TEXTO DE REFERÊNCIA:
************
Sexta candidatura Lula volta a disputar uma eleição presidencial (esta deverá ser sua sexta candidatura) depois de ter sido alvo de investigações na Operação Lava Jato e, em razão das condenações que resultaram dos processos e o levaram à prisão, ter tido seu registro barrado pela Justiça Eleitoral em 2018.
Com o impedimento, ele foi substituído na chapa do PT pelo ex-ministro da Educação e ex-prefeito da capital Fernando Haddad, hoje pré-candidato do partido ao Governo de São Paulo e líder das pesquisas --alcançou 29% em um dos cenários da pesquisa Datafolha de abril.
Lula permaneceu 580 dias preso na Polícia Federal em Curitiba pela condenação no caso referente ao tríplex de Guarujá, sentenciada pelo ex-juiz Sergio Moro (hoje filiado ao partido União Brasil), e deixou o cárcere em 2019.
Lula foi solto no início de novembro de 2019, beneficiado por um novo entendimento do STF (Supremo Tribunal Federal) segundo o qual a prisão de condenados somente deve ocorrer após o fim de todos os recursos.
O ex-presidente foi mantido em uma cela especial da Superintendência da Polícia Federal, em Curitiba. O local tinha 15 metros quadrados, com banheiro, e ficava isolado no último andar do prédio. Ele não teve contato com outros presos, que ficavam na carceragem, no primeiro andar.
Galeria A história do PT em 40 imagens Relembre a formação no sindicato, os 14 anos no poder, o impeachment de Dilma, a prisão de Lula https://fotografia.folha.uol.com.br/galerias/1657528228431124-a-historia-do-pt-em-x-imagens *** Em 2021, o ministro Edson Fachin anulou as condenações do ex-presidente na Lava Jato, devolvendo os direitos políticos ao petista e mudando completamente o xadrez da eleição presidencial de 2022.
Desde então, Lula acumulou vitórias nos tribunais, sendo a mais significativa a ocorrida logo depois, com o julgamento da corte que declarou que o ex-juiz Moro foi parcial ao conduzir procedimentos em Curitiba.
Com a declaração de parcialidade, foram anuladas também as ações dos casos do sítio de Atibaia e Instituto Lula, também resultantes da Lava Jato.
Diferentes pontos levantados pela defesa do petista levaram à declaração de parcialidade, como condução coercitiva sem prévia intimação para oitiva, interceptações telefônicas do ex-presidente, familiares e advogados antes de adotadas outras medidas investigativas e divulgação de grampos.
************
REGISTROS FORNECIDOS:
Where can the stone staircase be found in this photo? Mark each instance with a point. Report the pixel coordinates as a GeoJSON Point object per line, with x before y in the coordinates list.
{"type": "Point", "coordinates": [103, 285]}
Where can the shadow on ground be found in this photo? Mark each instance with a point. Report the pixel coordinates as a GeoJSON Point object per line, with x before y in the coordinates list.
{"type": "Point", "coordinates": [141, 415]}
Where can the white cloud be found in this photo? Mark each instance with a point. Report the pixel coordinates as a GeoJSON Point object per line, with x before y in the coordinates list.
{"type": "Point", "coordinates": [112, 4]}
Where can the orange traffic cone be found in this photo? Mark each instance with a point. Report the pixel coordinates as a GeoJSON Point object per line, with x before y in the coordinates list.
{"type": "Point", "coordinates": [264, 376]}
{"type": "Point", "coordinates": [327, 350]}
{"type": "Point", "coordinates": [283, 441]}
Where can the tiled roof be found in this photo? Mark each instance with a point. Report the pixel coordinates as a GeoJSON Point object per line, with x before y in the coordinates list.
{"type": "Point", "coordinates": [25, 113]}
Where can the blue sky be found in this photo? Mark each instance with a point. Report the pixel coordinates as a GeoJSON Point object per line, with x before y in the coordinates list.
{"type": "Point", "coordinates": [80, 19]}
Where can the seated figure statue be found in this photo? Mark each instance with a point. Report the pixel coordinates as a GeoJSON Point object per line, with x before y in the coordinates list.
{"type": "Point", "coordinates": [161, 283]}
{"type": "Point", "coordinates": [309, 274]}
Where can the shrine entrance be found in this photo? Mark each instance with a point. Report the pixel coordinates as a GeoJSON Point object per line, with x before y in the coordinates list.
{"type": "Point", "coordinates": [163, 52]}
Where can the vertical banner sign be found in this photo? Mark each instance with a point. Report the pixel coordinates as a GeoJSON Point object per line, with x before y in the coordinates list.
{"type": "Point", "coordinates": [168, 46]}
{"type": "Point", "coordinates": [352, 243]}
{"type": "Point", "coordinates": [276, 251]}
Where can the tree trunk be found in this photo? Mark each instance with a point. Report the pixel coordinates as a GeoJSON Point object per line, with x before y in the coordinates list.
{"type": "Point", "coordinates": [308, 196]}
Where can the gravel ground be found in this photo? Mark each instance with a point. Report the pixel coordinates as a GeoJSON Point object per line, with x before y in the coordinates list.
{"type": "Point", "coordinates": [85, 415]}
************
EXERCÍCIOS PROPOSTOS:
1) Liste os casos da Operação Lava Jato contra Lula mencionados no texto sobre a trajetória judicial do ex-presidente.
2) Dê continuidade ao texto sobre a trajetória judicial de Lula a partir de sua última frase.

RESPOSTAS POR TAREFA:
1)
Tríplex de Guarujá
Sítio de Atibaia
Instituto Lula

2)
Moro abandonou a magistratura em 2018 para assumir o Ministério da Justiça do governo Bolsonaro, com quem depois se desentendeu --isso motivou seu pedido de demissão, em abril de 2020. O ex-magistrado migrou para a política e tentou construir uma candidatura à Presidência em 2022, sem sucesso.
A ida para uma cadeira no ministério de Bolsonaro também pesou contra Moro, assim como os diálogos entre integrantes da Lava Jato obtidos pelo site The Intercept Brasil e publicados por outros veículos de imprensa, como a Folha, que expuseram a proximidade entre o juiz e os procuradores do Ministério Público Federal.
Outro marco simbólico para a batalha judicial do petista ocorreu neste ano, quando o ministro Ricardo Lewandowski, do STF, suspendeu a única ação penal ainda ativa contra o ex-presidente, que tramitava em Brasília, da Operação Zelotes.
Com o arquivamento de acusações e a declaração de prescrição de casos, hoje é improvável que Lula volte a ser condenado criminalmente na Lava Jato e operações relacionadas.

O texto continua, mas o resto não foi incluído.